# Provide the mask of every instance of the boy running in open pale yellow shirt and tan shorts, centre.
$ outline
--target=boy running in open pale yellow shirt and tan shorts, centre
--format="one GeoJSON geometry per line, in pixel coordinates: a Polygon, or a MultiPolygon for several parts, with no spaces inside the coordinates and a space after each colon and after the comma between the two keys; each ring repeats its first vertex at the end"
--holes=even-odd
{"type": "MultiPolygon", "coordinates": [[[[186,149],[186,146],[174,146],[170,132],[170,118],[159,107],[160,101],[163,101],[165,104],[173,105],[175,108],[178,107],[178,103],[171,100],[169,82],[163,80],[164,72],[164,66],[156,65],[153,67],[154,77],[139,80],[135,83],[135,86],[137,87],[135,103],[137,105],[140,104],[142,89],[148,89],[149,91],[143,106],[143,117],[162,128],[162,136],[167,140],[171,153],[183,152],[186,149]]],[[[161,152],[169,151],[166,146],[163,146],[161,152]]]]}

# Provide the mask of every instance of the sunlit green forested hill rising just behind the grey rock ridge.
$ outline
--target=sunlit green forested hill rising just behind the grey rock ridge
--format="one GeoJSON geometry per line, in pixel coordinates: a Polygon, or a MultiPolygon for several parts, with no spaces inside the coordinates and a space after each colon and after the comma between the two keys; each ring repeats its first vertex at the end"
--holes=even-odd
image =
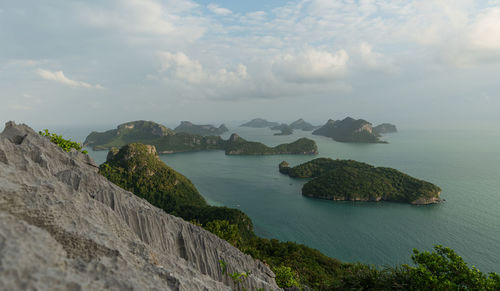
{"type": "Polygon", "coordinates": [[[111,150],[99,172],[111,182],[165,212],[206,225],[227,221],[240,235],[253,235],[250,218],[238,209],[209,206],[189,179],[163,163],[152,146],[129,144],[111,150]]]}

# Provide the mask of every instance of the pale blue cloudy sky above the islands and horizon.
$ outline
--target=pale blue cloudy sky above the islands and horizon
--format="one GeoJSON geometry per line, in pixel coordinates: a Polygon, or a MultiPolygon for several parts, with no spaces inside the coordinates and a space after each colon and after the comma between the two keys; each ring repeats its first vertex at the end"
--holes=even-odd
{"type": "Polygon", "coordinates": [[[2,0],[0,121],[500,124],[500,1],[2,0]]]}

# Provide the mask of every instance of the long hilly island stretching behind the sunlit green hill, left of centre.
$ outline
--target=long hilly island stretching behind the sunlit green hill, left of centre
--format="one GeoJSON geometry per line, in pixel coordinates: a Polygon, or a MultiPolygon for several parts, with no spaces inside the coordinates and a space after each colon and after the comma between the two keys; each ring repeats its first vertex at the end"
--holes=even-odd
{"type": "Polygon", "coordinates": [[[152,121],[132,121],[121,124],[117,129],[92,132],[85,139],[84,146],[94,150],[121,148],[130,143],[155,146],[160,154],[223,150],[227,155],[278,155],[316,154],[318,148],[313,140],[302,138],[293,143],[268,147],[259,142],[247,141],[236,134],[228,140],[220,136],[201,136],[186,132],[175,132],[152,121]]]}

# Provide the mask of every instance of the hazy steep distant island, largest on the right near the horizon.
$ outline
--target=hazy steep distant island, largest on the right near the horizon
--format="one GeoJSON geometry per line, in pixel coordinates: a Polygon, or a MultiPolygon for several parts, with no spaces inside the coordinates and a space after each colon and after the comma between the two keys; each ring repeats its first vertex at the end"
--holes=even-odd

☆ ☆ ☆ ☆

### [WORK INSTRUCTION]
This exercise requires the lines of the entries containing the string "hilly".

### [EXERCISE SOLUTION]
# Provide the mask of every instance of the long hilly island stretching behind the sunlit green hill, left of centre.
--target=long hilly island stretching behind the sunlit green hill, left of centre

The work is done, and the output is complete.